» What is expected:
Your answer must be a single number: the count of lines in the records below that include the string "seawall".

» Material shown:

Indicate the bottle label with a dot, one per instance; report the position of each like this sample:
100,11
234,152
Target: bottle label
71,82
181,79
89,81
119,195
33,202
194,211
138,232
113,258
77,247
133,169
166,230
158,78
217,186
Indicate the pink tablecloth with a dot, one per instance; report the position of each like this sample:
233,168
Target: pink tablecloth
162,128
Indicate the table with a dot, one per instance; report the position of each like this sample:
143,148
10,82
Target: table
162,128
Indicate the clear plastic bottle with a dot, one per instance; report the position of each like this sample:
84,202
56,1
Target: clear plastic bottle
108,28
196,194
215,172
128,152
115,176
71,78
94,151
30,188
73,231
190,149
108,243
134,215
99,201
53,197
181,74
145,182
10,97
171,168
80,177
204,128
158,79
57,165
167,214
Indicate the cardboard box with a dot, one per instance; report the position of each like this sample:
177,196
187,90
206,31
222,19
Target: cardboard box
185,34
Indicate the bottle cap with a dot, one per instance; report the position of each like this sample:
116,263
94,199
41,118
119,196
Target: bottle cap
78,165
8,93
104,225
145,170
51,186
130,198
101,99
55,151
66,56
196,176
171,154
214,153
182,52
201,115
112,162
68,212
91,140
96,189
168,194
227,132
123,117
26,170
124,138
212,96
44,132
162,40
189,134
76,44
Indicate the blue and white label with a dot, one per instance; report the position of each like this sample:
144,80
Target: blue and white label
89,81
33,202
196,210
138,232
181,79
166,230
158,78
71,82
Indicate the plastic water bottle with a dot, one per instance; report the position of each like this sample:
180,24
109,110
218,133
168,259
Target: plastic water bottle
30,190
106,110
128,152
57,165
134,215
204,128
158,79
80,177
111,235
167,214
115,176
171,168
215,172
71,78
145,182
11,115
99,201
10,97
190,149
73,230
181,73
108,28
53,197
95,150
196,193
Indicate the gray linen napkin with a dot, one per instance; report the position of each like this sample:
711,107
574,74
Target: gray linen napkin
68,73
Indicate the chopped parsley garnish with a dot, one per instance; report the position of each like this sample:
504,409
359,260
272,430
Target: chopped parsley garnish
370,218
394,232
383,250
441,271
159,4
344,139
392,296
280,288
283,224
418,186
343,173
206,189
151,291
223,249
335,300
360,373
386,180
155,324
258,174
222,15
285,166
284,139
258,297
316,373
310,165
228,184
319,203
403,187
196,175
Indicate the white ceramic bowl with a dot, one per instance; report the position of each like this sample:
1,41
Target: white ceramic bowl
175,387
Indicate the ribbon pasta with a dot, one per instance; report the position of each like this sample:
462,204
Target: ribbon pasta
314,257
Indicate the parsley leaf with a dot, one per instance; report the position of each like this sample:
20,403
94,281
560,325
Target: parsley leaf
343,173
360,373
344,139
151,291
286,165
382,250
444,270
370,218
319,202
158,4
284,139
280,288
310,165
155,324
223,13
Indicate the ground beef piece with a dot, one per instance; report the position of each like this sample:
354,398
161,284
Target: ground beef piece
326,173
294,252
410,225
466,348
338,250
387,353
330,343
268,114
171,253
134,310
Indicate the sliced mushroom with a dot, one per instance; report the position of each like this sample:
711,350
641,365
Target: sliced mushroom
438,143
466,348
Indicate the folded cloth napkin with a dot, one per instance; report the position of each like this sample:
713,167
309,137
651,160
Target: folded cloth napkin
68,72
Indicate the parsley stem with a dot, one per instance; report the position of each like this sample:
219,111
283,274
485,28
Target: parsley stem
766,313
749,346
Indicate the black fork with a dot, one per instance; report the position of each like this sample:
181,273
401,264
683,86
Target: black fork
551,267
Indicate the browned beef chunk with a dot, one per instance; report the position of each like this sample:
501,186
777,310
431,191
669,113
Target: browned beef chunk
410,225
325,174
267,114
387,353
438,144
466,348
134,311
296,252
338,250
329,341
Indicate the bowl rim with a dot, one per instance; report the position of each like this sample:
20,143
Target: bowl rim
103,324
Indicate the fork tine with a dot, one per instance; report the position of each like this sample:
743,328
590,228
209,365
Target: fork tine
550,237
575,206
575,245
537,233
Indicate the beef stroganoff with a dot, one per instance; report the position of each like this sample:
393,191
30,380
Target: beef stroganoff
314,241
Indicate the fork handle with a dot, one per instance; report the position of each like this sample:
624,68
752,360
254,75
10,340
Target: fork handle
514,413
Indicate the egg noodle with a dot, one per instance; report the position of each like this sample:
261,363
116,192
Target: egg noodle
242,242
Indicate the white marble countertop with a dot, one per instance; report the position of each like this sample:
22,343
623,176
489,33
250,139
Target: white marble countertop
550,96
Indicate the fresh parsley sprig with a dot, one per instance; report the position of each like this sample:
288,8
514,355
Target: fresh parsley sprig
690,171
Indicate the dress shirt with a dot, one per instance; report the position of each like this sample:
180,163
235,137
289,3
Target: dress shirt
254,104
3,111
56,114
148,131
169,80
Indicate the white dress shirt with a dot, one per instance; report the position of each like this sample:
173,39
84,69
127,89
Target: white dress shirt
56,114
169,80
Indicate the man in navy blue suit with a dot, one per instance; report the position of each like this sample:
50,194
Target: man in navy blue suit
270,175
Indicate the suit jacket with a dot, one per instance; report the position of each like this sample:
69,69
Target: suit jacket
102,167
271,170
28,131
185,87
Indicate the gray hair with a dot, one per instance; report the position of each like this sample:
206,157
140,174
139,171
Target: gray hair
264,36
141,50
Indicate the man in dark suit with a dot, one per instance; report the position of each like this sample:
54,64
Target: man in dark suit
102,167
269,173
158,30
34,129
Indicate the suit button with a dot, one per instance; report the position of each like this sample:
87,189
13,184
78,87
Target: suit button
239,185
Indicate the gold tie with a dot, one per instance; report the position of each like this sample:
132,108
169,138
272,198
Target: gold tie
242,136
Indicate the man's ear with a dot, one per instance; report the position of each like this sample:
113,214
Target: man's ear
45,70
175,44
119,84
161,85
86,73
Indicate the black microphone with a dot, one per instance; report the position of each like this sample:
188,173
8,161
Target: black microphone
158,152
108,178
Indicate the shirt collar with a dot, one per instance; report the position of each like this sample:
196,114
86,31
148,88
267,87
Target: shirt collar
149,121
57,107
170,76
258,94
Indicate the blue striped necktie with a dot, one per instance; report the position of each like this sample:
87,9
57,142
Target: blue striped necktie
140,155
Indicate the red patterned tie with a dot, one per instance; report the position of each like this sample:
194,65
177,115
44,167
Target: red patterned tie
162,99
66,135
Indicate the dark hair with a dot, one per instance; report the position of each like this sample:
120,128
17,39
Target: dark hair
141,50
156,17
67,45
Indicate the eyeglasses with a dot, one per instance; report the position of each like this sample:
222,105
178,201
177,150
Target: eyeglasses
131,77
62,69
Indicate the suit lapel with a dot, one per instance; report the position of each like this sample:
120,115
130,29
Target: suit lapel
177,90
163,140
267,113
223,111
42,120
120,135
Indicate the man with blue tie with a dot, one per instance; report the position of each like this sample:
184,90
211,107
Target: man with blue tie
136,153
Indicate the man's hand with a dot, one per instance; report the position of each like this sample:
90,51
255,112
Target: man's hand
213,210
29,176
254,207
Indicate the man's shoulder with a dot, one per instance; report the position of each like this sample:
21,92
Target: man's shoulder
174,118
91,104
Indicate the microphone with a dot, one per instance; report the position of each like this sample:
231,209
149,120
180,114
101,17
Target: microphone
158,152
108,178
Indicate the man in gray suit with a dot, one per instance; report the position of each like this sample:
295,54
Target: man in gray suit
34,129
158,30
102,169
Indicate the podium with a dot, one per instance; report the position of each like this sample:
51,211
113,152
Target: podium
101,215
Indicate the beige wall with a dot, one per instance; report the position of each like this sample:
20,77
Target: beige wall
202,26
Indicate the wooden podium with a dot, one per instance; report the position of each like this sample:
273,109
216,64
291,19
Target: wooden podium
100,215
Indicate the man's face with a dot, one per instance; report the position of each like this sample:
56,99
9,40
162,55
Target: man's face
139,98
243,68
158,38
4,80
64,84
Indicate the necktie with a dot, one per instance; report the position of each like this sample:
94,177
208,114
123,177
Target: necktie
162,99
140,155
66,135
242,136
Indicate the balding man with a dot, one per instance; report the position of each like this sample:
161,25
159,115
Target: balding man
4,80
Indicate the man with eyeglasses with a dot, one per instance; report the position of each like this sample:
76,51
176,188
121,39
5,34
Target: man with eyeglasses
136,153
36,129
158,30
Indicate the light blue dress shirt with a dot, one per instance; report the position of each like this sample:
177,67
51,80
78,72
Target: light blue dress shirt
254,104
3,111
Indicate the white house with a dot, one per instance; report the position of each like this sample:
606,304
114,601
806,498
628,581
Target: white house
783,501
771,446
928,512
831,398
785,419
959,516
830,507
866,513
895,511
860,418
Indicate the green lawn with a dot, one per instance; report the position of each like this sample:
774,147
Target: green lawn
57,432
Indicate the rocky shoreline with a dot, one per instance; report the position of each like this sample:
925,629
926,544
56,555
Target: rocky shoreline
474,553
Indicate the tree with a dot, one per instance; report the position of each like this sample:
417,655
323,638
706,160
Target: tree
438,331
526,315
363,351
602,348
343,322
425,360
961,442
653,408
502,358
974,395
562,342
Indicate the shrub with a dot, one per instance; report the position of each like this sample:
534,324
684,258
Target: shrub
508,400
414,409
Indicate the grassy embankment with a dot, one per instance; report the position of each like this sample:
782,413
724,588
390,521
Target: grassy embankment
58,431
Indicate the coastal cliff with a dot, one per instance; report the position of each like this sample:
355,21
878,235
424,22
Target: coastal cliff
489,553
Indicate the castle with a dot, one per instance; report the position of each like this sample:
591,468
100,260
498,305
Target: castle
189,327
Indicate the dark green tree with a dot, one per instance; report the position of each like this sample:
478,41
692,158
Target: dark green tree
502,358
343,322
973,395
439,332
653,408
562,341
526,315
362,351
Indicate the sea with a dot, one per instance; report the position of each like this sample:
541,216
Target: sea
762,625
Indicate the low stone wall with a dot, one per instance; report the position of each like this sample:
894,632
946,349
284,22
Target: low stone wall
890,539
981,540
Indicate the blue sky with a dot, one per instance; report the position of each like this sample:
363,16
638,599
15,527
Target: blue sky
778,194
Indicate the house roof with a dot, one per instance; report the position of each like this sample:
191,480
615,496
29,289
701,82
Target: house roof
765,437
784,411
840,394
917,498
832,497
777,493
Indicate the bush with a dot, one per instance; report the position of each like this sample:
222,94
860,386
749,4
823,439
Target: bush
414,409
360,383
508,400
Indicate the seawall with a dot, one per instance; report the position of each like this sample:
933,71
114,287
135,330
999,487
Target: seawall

» Output:
2